* _Extracted text_
------------------------------

They have indeed corrected it since yesterday, maybe they're reading this thread ;)

Nevertheless, you are assuming Gamingbolts 1.3ms CPU timing is coming from that typo and I see no reason to assume that. Even before the correction the correct PC CPU+GPU time of 1.4ms was stated further up the page and that was reflected in Gamingbolts broken down figure of 1.4ms for CPU and 1.3ms for GPU - i.e. 1.4ms total.

But more importantly, Gamingbolt specifically say they have been in touch with the developer who has provided them with the additional information.

But that 1.6 ms number is a typo from gamingbolt alongside other WRONG stuff they wrote on their Update (Consoles/PC CPU times are WRONG, too). Actually after second update (today) on Bink 2 official page there is no more reason for us to speak about gamingbolt's Original Story/Update.

If you still have any doubt about what I said it's better for you to ask Bink 2 developers directly.

I've no idea why you would assume this. 1.6ms isn't mentioned anywhere on the original site. So your assumption is that Gamingbolt have provided 2 new numbers but that both of them are typo's despite the fact that they specifically say those numbers came from the developers and explain what they mean. It's not impossible but it seems highly unlikely and far less plausible than the more obvious and much simpler explanation.

Let's examine the evidence.

1. Gamingbolt make the following statement with regards to the new numbers: "The developer also told us that Bink on GPU uses both the CPU and the GPU. The developer shared the following numbers with us"
2. They also tell us this, again in relation to the new numbers: "time is still limited by the CPU and GPU on both the Xbox One and PS4, resulting into an effective speed of 2.3 ms on both consoles"
3. So they have confirmed the 2.3ms total CPU+GPU time of both consoles just like the original site says, but they also confirm that that number is broken up into two components, a - CPU time and b - GPU time, with the longest of these equating to the total CPU+GPU time.
4. They then proceed to quite clearly break down the CPU+GPU times for each system providing us with information that was never supplied on the original site which only told us the total CPU+GPU time, not the separate component times.
5. The GPU time difference between the PS4 and XB1 that Gamingbolt provides, as provided to them by the developers is very close to the overall shader throughput difference between the two consoles - adding further validity to the accuracy of those numbers rather than them being, as you say, coincidental typo's.

What more do you need?
 
I guess you don't recall the 14+4 debates? To some more CUs does not mean much more performance, even MS implied as much. But yes, more CUs means a faster GPU, I'm glad everyone can finally agree on something so basic.

But since they are both limited to the same performance (2.3ms) for whatever reason, doesn't this cement MS' implication that more CUs != more framerate? In this case all the extra CUs on Ps4 gpu didn't offset the other bottleneck and performance is still the same...
 
But since they are both limited to the same performance (2.3ms) for whatever reason, doesn't this cement MS' implication that more CUs != more framerate?
For Bink, at any rate.
Not every workload is going to have a convenient timing floor from the CPU that just happens to meet the exact time of the GPU.

------------------------------

* _Request 1_
Quote the forum discussion of Bink 2 timings above from "2. They also" to "total CPU+GPU time.", word for word.

A data block
------------------------------

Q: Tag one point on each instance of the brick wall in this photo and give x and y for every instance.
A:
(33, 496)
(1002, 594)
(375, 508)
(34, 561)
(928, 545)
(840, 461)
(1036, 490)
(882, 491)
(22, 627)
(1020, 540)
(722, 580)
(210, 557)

------------------------------

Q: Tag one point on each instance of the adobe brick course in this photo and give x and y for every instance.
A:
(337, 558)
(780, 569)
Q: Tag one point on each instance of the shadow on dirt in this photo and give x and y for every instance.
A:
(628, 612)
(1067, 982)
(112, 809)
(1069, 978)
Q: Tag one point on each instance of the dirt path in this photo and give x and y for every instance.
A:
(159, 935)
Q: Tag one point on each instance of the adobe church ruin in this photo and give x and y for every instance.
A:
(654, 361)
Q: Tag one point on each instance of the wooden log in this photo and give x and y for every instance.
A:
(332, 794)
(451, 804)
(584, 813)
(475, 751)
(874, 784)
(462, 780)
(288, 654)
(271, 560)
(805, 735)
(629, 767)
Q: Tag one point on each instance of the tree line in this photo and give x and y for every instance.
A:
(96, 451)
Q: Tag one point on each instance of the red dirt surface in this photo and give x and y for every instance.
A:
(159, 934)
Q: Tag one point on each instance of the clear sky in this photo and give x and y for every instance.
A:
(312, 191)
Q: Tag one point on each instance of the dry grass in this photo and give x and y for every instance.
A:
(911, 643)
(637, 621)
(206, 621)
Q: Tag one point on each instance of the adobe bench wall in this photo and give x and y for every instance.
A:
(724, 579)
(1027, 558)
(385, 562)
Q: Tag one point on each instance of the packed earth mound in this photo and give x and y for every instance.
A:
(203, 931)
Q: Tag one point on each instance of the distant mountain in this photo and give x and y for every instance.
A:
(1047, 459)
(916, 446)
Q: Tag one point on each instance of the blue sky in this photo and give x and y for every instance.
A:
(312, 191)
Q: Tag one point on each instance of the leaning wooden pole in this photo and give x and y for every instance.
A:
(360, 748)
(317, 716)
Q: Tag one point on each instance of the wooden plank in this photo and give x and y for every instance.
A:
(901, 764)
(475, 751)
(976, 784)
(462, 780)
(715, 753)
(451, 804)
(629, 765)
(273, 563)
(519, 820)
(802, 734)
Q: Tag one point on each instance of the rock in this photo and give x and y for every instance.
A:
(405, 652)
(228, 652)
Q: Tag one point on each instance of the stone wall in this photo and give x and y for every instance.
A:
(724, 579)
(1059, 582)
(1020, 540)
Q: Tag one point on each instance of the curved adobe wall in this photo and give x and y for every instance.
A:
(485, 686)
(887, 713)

------------------------------

* _Request 2_
Gather every line of the records above that contains the word "wooden", copying each line unchanged.

* _Correct result 1_
2. They also tell us this, again in relation to the new numbers: "time is still limited by the CPU and GPU on both the Xbox One and PS4, resulting into an effective speed of 2.3 ms on both consoles"
3. So they have confirmed the 2.3ms total CPU+GPU time of both consoles just like the original site says, but they also confirm that that number is broken up into two components, a - CPU time and b - GPU time, with the longest of these equating to the total CPU+GPU time.

* _Correct result 2_
Q: Tag one point on each instance of the wooden log in this photo and give x and y for every instance.
Q: Tag one point on each instance of the leaning wooden pole in this photo and give x and y for every instance.
Q: Tag one point on each instance of the wooden plank in this photo and give x and y for every instance.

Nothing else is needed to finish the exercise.